5. Plant model: Vehicle
The study vehicle is considered to have Rear Wheel Drive (RWD). The vehicle model is relatively simple, defined as a mass in translation, which receives the gearbox torque (force) as traction force and the sum of road loads as resistive force.
Image: Vehicle free body diagram
The longitudinal dynamics of the vehicle is based on the following equation:
\[F_{g}=F_{w} \tag{10}\]Fg [N] – Gearbox (traction) force
Fw [N] – Wheel (resistive) force
The gearbox force is considered after the final (differential) gear, being the force which goes in the wheel hubs and propels the vehicle.
\[F_{g}= \frac{T_{g} \cdot i_{0} \cdot \eta_{0} \cdot \eta_{l}}{r_{w}} \tag{11}\]η0 [-] – final drive (differential) efficiency
ηl [-] – longitudinal (propeller) shaft efficiency
rw [m] – wheel radius
The traction force is limited to the friction force, which can be applied to the wheels.
\[F_{lim}= m_{v} \cdot g \cdot \mu_{w} \cdot c_{w} \tag{12}\]mv [kg] – vehicle mass
g [m/s2] – gravitational acceleration
μw [-] – driving wheels friction coefficient
cw [-] – driving axle load coefficient
The load coefficient shows how much weight of the vehicle is on the rear (driving) wheels. If the value is 0.65, means that 65% of the total vehicle weight is on the rear wheels.

Source material –
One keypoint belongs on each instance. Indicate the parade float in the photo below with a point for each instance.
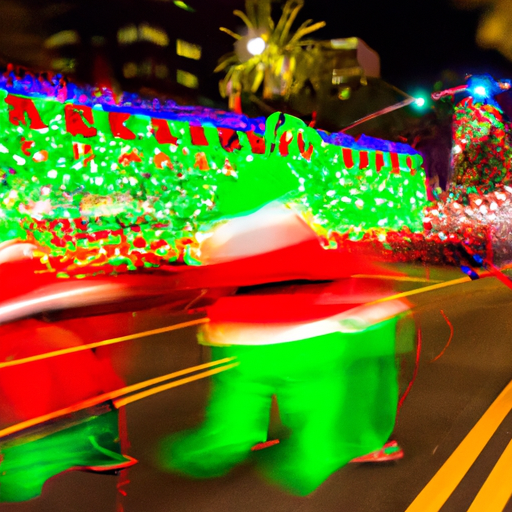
(112, 185)
(123, 197)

What this exercise asks –
a – From the vehicle plant model text, write out the part that opens with the words containing "5. Plant model: Vehicle" and closes with "as resistive force.".
b – In the vehicle plant model text, list every symbol defined right after equation (12), each with its unit and meaning as stated there.
c – Carry on the vehicle plant model text, starting after its final sentence.

Results for each task –
a –
5. Plant model: Vehicle
The study vehicle is considered to have Rear Wheel Drive (RWD). The vehicle model is relatively simple, defined as a mass in translation, which receives the gearbox torque (force) as traction force and the sum of road loads as resistive force.

b –
- mv [kg]: vehicle mass
- g [m/s2]: gravitational acceleration
- μw [-]: driving wheels friction coefficient
- cw [-]: driving axle load coefficient

c –
The wheel (resistive) force is the sum of the inertial force, aerodynamic drag, rolling friction force, road slope (gradient) resistance and braking force [2].
\[F_{w} = F_{i} + F_{a} + F_{r} + F_{s} + F_{b} \tag{13}\]Fi [N] – inertia force
Fa [N] – aerodynamic force
Fr [N] – rolling resistance force
Fs [N] – road slope (gradient) force
Fb [N] – braking force
The vehicle inertia force is calculated as:
\[F_{i} = m_{v} \cdot c_{i} \cdot \frac{dv_{v}}{dt} \tag{14}\]vv [m/s] – vehicle speed
ci [-] – rotational components inertia coefficient
The inertia of the components which are rotating, for example wheels, longitudinal shaft, gears, etc., are taking into account through the coefficient ci. If this coefficient is 1.1, means that the vehicle mass is artificially increased with 10% in order to account for the inertia of the rotational components.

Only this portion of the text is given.